Raw data:
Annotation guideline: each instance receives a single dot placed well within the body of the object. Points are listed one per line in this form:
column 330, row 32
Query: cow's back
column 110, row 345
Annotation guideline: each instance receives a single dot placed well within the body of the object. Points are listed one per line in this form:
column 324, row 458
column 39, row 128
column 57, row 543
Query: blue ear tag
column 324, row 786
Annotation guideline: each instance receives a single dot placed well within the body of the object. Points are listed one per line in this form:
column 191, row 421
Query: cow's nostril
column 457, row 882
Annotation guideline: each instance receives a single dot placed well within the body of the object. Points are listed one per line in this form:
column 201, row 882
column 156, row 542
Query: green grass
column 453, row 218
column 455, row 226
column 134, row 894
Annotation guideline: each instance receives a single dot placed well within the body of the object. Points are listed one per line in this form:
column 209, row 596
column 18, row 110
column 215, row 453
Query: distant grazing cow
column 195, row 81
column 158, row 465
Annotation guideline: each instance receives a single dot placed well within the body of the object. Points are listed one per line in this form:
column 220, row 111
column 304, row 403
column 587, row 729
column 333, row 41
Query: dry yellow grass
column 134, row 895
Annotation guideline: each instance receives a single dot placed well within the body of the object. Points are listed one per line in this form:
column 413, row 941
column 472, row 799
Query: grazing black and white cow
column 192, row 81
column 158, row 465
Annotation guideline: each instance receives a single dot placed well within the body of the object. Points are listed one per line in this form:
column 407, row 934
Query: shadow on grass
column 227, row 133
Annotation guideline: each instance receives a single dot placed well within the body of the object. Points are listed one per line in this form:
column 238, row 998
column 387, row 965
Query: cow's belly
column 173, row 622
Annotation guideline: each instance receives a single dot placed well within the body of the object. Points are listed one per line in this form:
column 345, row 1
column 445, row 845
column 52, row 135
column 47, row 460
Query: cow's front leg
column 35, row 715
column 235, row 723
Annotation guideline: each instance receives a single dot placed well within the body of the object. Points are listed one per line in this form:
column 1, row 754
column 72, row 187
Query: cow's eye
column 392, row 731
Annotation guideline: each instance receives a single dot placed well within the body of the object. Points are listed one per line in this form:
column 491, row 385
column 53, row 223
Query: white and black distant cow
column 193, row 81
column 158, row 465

Action item:
All that should be written out is the stretch of lines above between the one holding "Query: cow's back" and the one holding "column 191, row 421", inclusive, exactly as given.

Output for this task:
Query: cow's back
column 110, row 345
Annotation guideline: each instance receives a single dot placed well within the body of the object. Points are listed one per line in this form:
column 324, row 458
column 39, row 128
column 57, row 543
Query: blue ear tag
column 324, row 786
Annotation guideline: each instance receives a single dot placed well within the body of the object. Points are listed one per line in this form:
column 191, row 421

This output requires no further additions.